EXTRACT TO READ |

※

Incremental compilation

note

This document outlines how incremental computation might be done in the Isograph compiler. It won't necessarily be exactly how it is implemented.

Why

In watch mode and when running the compiler as a language server, we want to efficiently recompute values in response to changes in input. When an input changes, we could recompile everything from scratch, but it would be much more efficient to recompute the minimal section of the computation graph that actually needs to change.

Consider this computation graph, which we might encounter if we have both file1 and file2 open simultaneously:

syntax highlighting (file1) -> iso literal ASTs in (file1) -> file text (file1)
syntax highlighting (file2) -> iso literal ASTs in (file2) -> file text (file2)

If the text of file1 changes, we don't need to recompute syntax highlighting (file2), and can just reuse the last computed value.

But even more subtly, if the file 1 text changes, but in a way that doesn't affect the AST (e.g. the user adds some JavaScript after the last iso literal), then we can recompute the "iso literal ASTs in (file1)" node, determine that the result didn't change, and thus avoid recomputing the "syntax highlighting (file1)" node.

But how can that be implemented?

Types of nodes

There are two types of nodes in the above graph: source nodes and computed nodes.

Source nodes

The "file text" nodes are the only source nodes shown above. A source node is the "raw input". A source node contains:

its value, and
time_set, the "epoch" when it was last set
- note: the epoch is a monotonically increasing u32, stored in the Database

What happens when a source node changes?

When a source node is updated, it's value is compared to the old one. If different, we increment the Database's epoch, update the stored value and set time_modified to the current epoch.

Computed nodes

A computed node is a deterministic function that always receives, as its first parameter, the database (as &mut self), and as its second parameter, receives a single struct of parameters. It must always call db.calculate immediately. This is not enforced, but could be via #[derive] macro.

fn syntax_highlighting(parent_db_view: &mut DatabaseView, file_name: FileName) -> &SyntaxHighlighting {
  parent_db_view.calculate<T>(
    "syntax_highlighting",
    file_name: T,
    // inner function:
    |self_db_view, file_name: &FileName /* &T */| {
      let asts = get_asts(self_db_view, file_name); // tracked
      calculate_syntax_highlighting_from_asts(asts) // pure
    }
  )

※

[Records held in a dataset]
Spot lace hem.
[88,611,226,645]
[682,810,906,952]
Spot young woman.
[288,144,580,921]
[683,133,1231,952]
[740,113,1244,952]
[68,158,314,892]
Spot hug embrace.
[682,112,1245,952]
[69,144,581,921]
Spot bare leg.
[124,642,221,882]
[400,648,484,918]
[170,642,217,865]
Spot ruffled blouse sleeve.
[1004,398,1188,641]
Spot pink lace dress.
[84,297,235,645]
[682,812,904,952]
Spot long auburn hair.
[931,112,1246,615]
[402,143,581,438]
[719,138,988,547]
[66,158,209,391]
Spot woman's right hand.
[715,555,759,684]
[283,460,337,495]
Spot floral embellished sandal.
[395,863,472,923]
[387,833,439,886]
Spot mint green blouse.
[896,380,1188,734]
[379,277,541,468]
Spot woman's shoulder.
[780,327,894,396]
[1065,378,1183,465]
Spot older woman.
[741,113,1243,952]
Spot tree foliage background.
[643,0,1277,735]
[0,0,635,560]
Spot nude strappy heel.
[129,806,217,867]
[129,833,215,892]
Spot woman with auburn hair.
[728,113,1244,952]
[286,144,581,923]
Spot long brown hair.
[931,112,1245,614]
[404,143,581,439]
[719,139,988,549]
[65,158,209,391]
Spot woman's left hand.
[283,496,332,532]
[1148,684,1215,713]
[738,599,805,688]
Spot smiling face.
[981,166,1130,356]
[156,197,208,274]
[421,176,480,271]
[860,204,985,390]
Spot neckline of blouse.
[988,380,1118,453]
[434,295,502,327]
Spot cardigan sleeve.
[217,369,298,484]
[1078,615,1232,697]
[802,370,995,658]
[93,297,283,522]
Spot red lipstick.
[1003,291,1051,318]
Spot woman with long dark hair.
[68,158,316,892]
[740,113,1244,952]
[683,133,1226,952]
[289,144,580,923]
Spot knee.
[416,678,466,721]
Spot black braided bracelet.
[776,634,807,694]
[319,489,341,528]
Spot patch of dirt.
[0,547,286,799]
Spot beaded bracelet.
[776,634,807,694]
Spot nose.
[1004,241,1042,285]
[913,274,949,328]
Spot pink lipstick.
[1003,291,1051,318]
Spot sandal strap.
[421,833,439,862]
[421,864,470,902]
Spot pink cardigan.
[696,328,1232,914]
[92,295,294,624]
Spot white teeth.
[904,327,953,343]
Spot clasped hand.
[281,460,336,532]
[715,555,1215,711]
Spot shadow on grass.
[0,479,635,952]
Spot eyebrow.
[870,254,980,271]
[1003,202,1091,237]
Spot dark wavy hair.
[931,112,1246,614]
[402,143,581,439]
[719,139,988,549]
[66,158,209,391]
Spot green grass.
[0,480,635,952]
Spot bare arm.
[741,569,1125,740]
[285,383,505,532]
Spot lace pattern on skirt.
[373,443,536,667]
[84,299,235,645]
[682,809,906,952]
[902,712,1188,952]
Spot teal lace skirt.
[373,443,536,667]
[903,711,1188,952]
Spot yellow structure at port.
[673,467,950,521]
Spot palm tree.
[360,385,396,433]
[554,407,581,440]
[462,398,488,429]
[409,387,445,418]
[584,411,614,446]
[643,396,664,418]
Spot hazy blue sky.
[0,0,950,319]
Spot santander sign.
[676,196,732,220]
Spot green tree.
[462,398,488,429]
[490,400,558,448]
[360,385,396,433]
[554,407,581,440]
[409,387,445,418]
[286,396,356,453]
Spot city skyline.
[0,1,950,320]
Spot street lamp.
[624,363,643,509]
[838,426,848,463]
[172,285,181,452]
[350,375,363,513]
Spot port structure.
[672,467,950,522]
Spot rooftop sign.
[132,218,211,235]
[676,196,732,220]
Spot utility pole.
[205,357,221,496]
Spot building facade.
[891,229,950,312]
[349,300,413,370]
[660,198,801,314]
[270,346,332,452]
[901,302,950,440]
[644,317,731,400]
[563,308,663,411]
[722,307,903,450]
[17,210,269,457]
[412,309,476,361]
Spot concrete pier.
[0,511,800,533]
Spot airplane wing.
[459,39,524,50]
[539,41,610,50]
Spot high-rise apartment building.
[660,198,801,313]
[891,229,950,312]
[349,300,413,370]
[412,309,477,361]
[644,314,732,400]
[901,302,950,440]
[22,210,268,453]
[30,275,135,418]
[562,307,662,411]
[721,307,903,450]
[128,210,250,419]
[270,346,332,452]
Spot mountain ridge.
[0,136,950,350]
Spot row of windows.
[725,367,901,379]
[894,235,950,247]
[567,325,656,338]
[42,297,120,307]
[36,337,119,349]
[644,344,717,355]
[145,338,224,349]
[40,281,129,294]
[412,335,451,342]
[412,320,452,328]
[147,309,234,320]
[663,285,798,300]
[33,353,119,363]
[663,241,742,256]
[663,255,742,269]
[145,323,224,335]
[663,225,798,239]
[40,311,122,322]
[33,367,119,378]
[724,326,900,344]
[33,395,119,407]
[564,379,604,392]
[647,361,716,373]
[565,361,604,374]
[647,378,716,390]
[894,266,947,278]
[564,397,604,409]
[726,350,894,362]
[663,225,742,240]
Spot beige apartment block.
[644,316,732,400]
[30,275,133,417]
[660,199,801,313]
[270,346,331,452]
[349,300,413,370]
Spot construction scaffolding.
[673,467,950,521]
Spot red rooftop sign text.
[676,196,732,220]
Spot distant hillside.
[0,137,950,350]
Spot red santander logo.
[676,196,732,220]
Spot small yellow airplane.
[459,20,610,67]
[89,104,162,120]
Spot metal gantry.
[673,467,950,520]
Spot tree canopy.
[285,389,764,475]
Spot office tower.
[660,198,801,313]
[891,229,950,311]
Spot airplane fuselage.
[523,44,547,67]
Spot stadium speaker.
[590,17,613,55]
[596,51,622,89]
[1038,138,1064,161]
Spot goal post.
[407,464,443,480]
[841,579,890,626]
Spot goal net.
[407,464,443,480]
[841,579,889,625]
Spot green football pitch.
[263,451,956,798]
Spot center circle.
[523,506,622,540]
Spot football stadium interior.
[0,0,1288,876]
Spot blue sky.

※

WORK REQUIRED | Retype the passage of the incremental compilation note above from "Consider this computation" up to and including "file text (file2)".

IN RESPONSE |
Consider this computation graph, which we might encounter if we have both file1 and file2 open simultaneously:

syntax highlighting (file1) -> iso literal ASTs in (file1) -> file text (file1)
syntax highlighting (file2) -> iso literal ASTs in (file2) -> file text (file2)